**EXCERPTED PASSAGE**
2013-03-24

A Merging Test Bench

As requested here's the packed data and a test bench you can test your own merging function ideas and replicate my results (hopefully). If you want the plots you can use the end part of scripts in part1 part2.

The data is a bunch of super secret Eve Online killmails. The first part of the script handles the json to data.frame transformation. After that I introduce the R core merging in a for-loop, data.table variant, reduce function variants, and finally the fast.merging. There's actually alot more data then we are using in the bench. Totalling 166106 killmails, merging only 3000 of those. That is because as noted in previous posts the merge for-looping seems to work in exponential time so going much higher then 3000 lines seems really excessive. Even now it took over an hour to run the whole bench on intel i5 3570k (not overclocked). So if you want faster results choose 1000ish frames and set rbenchmark replications to 1. With low frame count (under 100) the results are fairly similiar.

**PROBLEMS TO SOLVE**
[a] List the merging approaches that the merging test bench post says the script introduces after the json to data.frame step.
[b] Please retype the merging test bench post starting at "As requested here's" and ending at "in part1 part2.".
[c] Write the next part of the merging test bench post, picking up right after its final sentence.

**COLLECTED DATA**
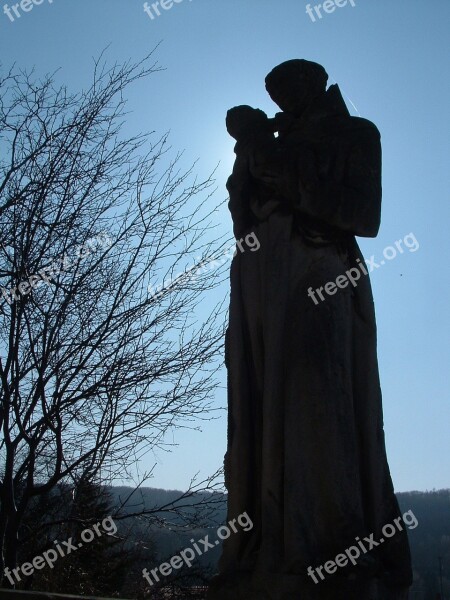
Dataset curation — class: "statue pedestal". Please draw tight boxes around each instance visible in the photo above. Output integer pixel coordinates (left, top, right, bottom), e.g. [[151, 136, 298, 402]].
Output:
[[207, 573, 408, 600]]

**RESULTS FOR EACH TASK**
[a]
- R core merging in a for-loop
- data.table variant
- reduce function variants
- fast.merging

[b]
As requested here's the packed data and a test bench you can test your own merging function ideas and replicate my results (hopefully). If you want the plots you can use the end part of scripts in part1 part2.

[c]
If you are going to test are the results from different functions the same, note that the order of rows and columns will be different. I'm eagerly waiting for you results and ideas.

#Using 64bit R 2.15.3
#Packages we are going to use
library(rjson)
library(data.table)
library(rbenchmark)
#set your WD where your unpackaged file is, or add path.
#Reading only partial data for this test, you can naturally do as you wish
eve = readLines("kms-2013-01-06-s.json", n=3001)
#json => data.frames (data lines)
eve = matrix(eve, ncol=1)
eve.list = apply(eve, 1, list)
#First and last lines are useless
eve.list = eve.list[-1]
#eve.list = eve.list[-length(eve.list)] #didn't read the last line in this case
#Handling json...
eve.list = lapply(eve.list, function(x){
x = unlist(x)
return(fromJSON(x))
})
#Handling data.frame
eve.data.frame = function(eve.list){
framo = unlist(eve.list)
dups = unique(names(framo)[duplicated(names(framo))])
if(length(dups) > 0){
for(i in seq(dups)){
bol = names(framo) %in% dups[i]
framo[unique(dups[i])] = paste(framo[bol], collapse= ",")
}
framo = framo[!duplicated(names(framo))]
}
return(as.matrix(t(framo)))
}
#This takes awhile if you read the whole data
eve.frames = lapply(eve.list, eve.data.frame)
#For example
eve.frames[[1]]
eve.frames[[100]]
#The amount of variables in each data line
N.variables = sapply(eve.frames, ncol)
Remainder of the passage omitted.